_Working data_

════════════════════

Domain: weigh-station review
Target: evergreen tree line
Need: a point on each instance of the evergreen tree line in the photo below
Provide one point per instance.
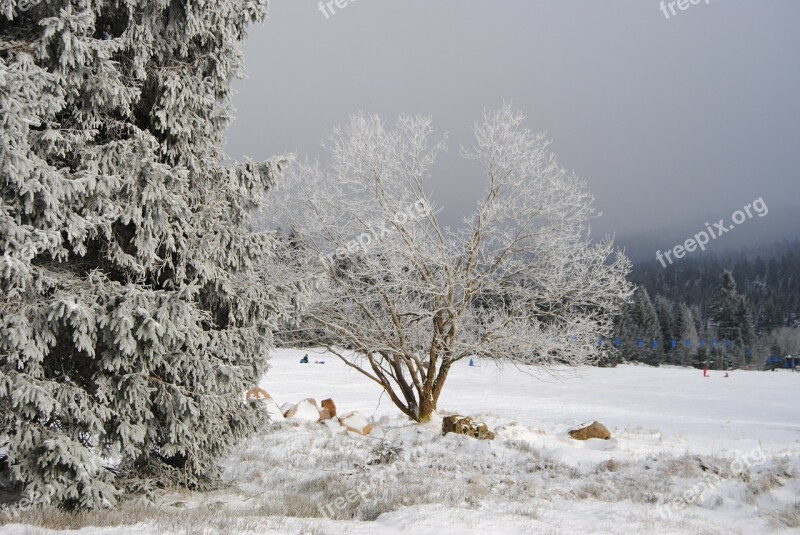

════════════════════

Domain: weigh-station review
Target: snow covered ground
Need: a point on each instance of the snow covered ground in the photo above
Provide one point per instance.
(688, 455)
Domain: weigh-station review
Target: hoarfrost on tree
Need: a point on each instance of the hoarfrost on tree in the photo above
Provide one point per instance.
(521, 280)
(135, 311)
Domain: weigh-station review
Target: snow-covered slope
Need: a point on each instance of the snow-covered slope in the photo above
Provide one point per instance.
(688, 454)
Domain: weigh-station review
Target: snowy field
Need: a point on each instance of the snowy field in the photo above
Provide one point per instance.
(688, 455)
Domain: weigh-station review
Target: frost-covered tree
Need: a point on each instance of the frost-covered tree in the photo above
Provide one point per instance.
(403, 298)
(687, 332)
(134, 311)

════════════════════

_Your objective_
Please count the lines in the material above that contain the string "Target" (matching case exactly), and reply with only that number.

_Written response_
6